> Exercise requirements:
Transcribe the records that follow in their entirety, omitting any pictures.

> Provided records:
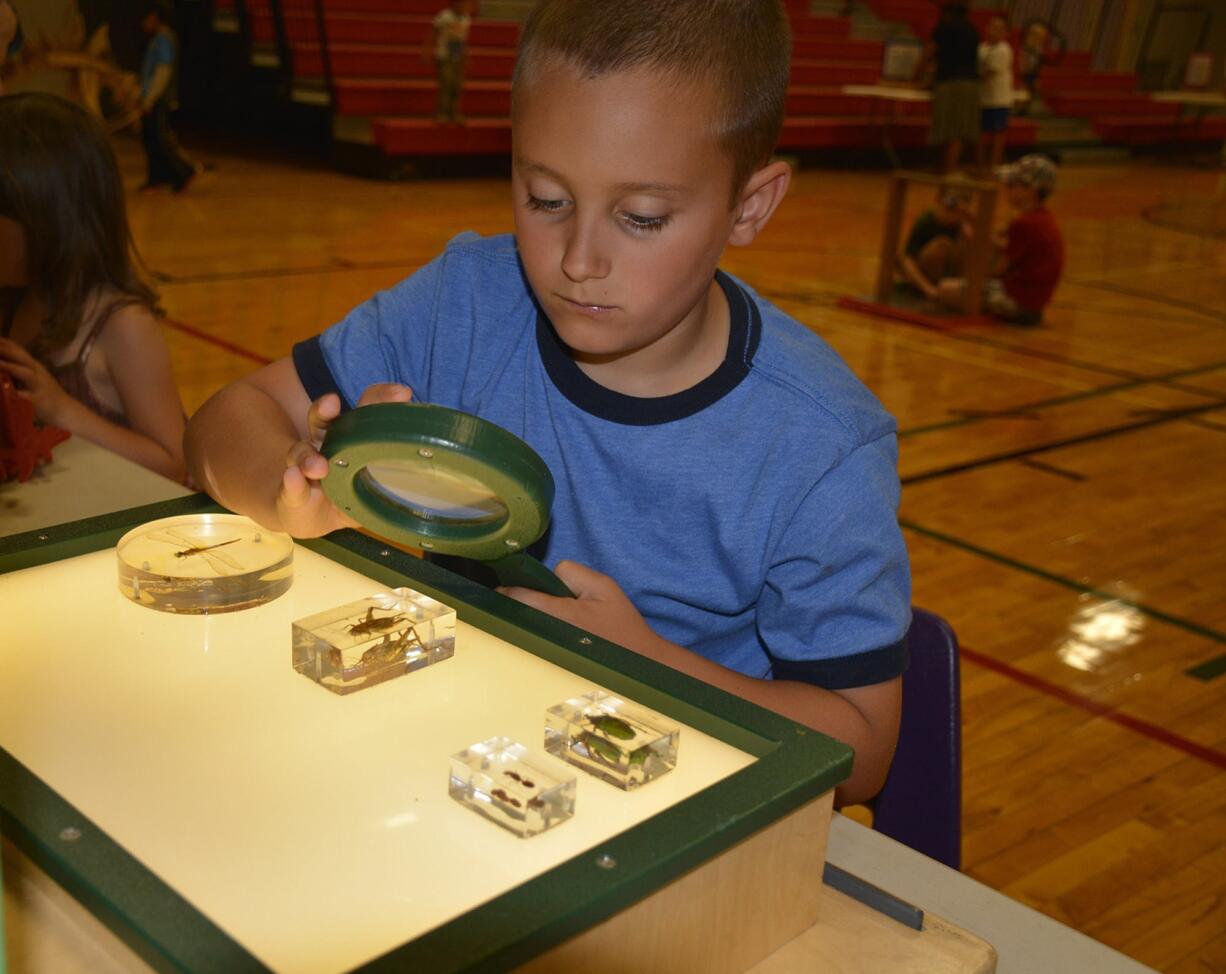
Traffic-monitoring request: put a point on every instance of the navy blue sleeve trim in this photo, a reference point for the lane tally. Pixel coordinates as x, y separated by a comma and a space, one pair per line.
842, 672
314, 373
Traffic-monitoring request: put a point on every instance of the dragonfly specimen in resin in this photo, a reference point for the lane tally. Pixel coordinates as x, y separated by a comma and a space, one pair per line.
369, 625
391, 651
190, 547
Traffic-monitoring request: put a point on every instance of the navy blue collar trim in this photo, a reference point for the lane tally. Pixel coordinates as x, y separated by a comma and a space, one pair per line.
744, 333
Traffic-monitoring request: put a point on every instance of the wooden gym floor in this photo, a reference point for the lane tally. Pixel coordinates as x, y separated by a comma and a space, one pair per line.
1064, 488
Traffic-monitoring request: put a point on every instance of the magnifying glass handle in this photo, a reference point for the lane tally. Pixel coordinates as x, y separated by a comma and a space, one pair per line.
526, 572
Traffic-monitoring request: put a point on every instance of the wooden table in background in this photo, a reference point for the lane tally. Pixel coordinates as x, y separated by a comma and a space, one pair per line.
48, 930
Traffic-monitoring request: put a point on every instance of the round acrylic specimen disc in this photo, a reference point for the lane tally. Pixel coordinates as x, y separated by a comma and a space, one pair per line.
438, 479
201, 563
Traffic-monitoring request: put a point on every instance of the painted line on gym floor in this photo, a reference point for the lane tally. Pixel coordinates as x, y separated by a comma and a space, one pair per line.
1107, 713
220, 342
1133, 292
1208, 425
1108, 596
1160, 416
1209, 669
1052, 469
1102, 390
332, 266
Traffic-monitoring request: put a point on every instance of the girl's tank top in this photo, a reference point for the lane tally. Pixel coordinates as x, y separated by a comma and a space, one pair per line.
71, 375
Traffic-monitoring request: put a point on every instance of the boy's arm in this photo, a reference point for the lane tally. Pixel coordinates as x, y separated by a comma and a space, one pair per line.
254, 447
866, 718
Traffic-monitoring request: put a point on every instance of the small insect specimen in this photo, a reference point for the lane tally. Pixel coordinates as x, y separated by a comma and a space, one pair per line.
612, 726
509, 799
369, 625
600, 748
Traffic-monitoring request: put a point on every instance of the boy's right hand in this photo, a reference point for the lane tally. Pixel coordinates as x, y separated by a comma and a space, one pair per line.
302, 506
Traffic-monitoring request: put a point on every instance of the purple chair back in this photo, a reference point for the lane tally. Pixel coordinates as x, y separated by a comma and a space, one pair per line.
921, 802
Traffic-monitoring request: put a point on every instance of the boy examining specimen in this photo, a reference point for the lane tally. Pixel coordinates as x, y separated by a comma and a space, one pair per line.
727, 479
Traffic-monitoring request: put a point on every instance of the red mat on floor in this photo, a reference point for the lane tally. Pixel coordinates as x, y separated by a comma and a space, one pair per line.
911, 317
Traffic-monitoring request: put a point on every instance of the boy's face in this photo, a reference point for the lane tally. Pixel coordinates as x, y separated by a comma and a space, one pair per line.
622, 210
1021, 196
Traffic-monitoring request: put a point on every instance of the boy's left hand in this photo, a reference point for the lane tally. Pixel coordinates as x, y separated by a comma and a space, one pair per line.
34, 383
598, 606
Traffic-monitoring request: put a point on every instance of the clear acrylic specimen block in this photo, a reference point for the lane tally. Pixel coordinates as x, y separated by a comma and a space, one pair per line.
620, 742
504, 782
374, 639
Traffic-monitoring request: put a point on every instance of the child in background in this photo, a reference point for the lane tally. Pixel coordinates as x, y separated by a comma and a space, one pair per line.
79, 328
996, 91
1032, 248
937, 239
450, 42
728, 480
10, 36
167, 164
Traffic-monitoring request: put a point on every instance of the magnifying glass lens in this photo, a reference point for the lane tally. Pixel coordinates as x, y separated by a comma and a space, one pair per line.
434, 494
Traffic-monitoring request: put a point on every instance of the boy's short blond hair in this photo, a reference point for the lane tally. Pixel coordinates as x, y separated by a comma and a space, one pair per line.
742, 48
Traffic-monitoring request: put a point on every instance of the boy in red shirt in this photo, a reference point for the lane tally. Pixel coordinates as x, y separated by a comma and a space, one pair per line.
1031, 247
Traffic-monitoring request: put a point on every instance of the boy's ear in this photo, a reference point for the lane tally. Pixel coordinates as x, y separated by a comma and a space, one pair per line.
759, 199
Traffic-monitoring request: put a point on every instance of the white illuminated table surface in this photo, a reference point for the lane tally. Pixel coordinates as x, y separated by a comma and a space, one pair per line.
315, 831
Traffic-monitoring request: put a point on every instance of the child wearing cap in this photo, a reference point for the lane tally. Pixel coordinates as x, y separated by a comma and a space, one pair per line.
1031, 247
936, 242
726, 488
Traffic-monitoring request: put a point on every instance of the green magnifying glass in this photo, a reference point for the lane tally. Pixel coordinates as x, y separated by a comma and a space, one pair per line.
444, 481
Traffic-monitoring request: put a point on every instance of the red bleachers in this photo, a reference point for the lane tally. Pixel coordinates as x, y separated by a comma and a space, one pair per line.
1151, 131
381, 70
860, 133
375, 28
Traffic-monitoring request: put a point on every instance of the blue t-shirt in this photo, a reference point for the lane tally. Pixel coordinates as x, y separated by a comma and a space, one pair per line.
750, 518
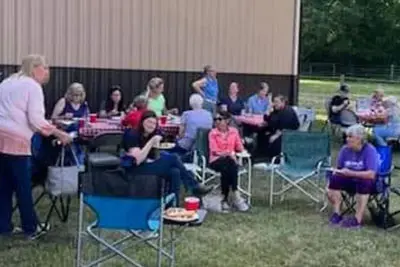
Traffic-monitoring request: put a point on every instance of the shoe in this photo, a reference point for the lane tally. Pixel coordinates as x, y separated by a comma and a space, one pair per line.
41, 230
350, 223
238, 202
335, 219
202, 190
225, 208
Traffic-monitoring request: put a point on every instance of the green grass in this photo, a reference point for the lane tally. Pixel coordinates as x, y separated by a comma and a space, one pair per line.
292, 233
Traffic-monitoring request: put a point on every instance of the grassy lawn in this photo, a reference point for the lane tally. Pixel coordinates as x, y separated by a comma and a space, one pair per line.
292, 233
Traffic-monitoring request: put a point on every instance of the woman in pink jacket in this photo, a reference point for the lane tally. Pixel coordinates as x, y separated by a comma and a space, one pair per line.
22, 114
224, 142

> Answer to the task:
Traffic-monitoring request: put a point on every instance of the navy blue sleeve trim in this photo, a reference point for the lane tally. Pixel coordinates as x, y separated by a comma and a space, one pair per line.
842, 672
314, 373
Traffic-monitoring request: put a point on every instance of the dragonfly specimen in resin in this photo, a reference point for the lane tally. Pixel coordinates as x, y separated by a comma and a space, one pair per line.
369, 625
391, 651
190, 547
Traffic-monitoring request: put a point on every instance of the navy blue collar trim in this photo, a reference point for the lane tally. Pixel coordinates as x, y separated by a comma and a space, one pair per line.
744, 333
Traffic-monitoring request: put a point on every instance of the wooden gym floor in this photo, a reference point for the lane tally. Pixel coordinates as x, y separated by a comma and a space, one pair per line.
1064, 488
Traffic-monitoring request: put a point on every instance of the magnifying glass handle in this photo, a reference point for the lane tally. Pixel coordinates as x, y separated by a comma and a space, one pair per line.
526, 572
Traffic-monitoring request: put a point on every instance of the wooden table in background in this photo, a reference point for the lane tally. Pixel coordinates as x, y separated by a comma and a space, one pair per line.
48, 930
Traffic-monitoring request: put a point on every instance of the round acrylic specimen disc in this photo, a reference point for the lane tally. Pixel coordinates as x, y separated by a comma and a space, one pair per line.
438, 479
201, 563
Traffic-monitoring request: put a point on every instance of the painted line on gym floor in this photo, a reference point for the lane tally. Pixel coordinates as x, y separated by a comma and a space, one pair per line.
1107, 713
220, 342
1133, 292
1208, 425
1108, 596
1160, 416
1209, 669
1052, 469
1102, 390
332, 266
Traffic-monitoring request: put a point on every instance of the girl's tank top in this photo, a reference point for the lane tally. Pixel coordinates as x, y separated by a comma and a space, one pair per line.
71, 375
Traffic-monitoring request: put a point on every instance of the boy's arm in this photo, a reference point for the lane tally. Pixel coordinates as x, y separated by a comma and a space, one pair per line.
254, 447
866, 718
Traffic-monitoring request: put a point on every instance of the small insect specimen in this photo, a reference point for the lane tally. Pixel coordinates as x, y separated by a comma and a space, one pair per line.
612, 726
509, 799
369, 625
600, 748
Traffic-monitoring request: put a point on every instance of the boy's right hand in this photo, a reference point for the lane tally. Pixel coordinates as x, y separated by a comma and a space, one pair per line.
302, 506
Traffic-monitoring request: put a point on every instance of the purple chair back in this photo, a reference point for the lane tally. Pixel coordinates as x, y separated by a comma and a space, one pair per line.
921, 802
Traffic-monitoring request: put a point on every instance of the boy examining specimen in this photo, a reference point for the lane tally. Pixel coordinates as x, y separated by a comma and a space, one pair per line.
727, 479
Traffic-monitoring request: put a point on every instance of the red mat on floor in this photo, a reference point for the lane tally. Pixel coordinates as x, y separated by a comma and a space, one pair per line.
911, 317
Traffic-monitoring request: put a point on every instance of the boy's face in this photo, a reference point for the lane tally. Pixel coordinates as x, y separated by a comma and a space, one pair per line.
622, 210
1021, 196
Traffic-monitoring request: put a point on every instance of the boy's left hand in this photo, a reference point for the lane tally. Pixel coordinates as x, y separated by a comma and a space, one pair per line.
34, 383
598, 606
Traffic-monitoring request: put a point on every instance of the clear acrylic specimen block in this photo, a reference point for the lane tally. Pixel coordinates as x, y separated by a comma and a space, one pair per line.
620, 742
504, 782
374, 639
Traffic-monitoring request: put a point on every instance of the child in background in this photo, a reference point for the lane tally. Pixel coordinates as x, y separated by a comma and a space, one pair per line.
79, 328
996, 91
1032, 248
937, 239
450, 42
728, 480
10, 36
167, 164
Traffic-monitoring request: put a point on every instance of the magnifying glass lens in this photo, a reference point for the lane tally. Pixel coordinates as x, y separated by a comma and a space, one pair per line.
434, 494
Traffic-monitoring request: put a point on every instance of the boy's short blond hair in this photo, a reference point for the lane tally. Pixel coordinates as x, y separated by a comma and a space, one pair per line.
742, 48
Traffic-monitoring request: put a point on every instance of the boy in red shirt in this photo, a reference point for the lane tally. Pixel coordinates as x, y separated by a comma and a space, one pair per line.
1031, 247
Traffic-monitoring request: put a point on every instance of the boy's ear in this photo, a reference point for the lane tally. Pixel coordinates as x, y separated by a comma and a space, one pair per line.
759, 199
Traffic-monitoring request: put a point on every instance of the white illuminated table surface in this photo, a reference point for the lane tally. Pixel coordinates as x, y separated by a comma and a space, one pair per line.
315, 831
Traffic-monitoring request: put a point on every instance of the child wearing cap in this photo, a reference point for the lane tally. Pixel coordinates as x, y separated by a comma and a space, one pair per line.
1031, 247
936, 242
726, 488
Traffic-monitoring request: put a point on every instance of the green magnifying glass in this photo, a reference point for the lane tally. Pixel coordinates as x, y separated by a comma and a space, one pair per line.
444, 481
Traffic-monitoring request: put a point on every instance of the red bleachers in this photo, a reference point for the lane tally. Pixel coordinates as x, y separated by a comma and a space, one pair per line.
1151, 131
381, 70
860, 133
375, 28
Traffic-monitoring request: put a point on every instance of the blue t-shirt in this photo, a reference point for the lane tally. Pixel coordinates as x, y separated by a comma and a space, one pair per line.
750, 518
Traffic-monitoring request: put a point on every instance of the shoe in this photo, a reference point for the lane tally. Pixel coordinates as x, y separated by a comma and a space, one pair per line.
41, 230
350, 223
238, 202
335, 219
202, 190
225, 208
Traffic-monitoring request: put a point on every instance of the green grass in this photo, a reference point for the lane tally. Pixel coordinates as x, y separated by a comma and a space, one pair per line.
292, 233
Traffic-monitoring request: put a point on every instance of the grassy lawn in this photo, a reference point for the lane tally. Pixel coordinates as x, y separated by a comma and a space, one pair per line.
292, 233
Traffic-monitoring request: put a point on every instance of the woman in pink jacket in this photo, a reference point for the lane tally. Pixel coordinates as x, y separated by a comma and a space, one pair per line.
22, 114
224, 142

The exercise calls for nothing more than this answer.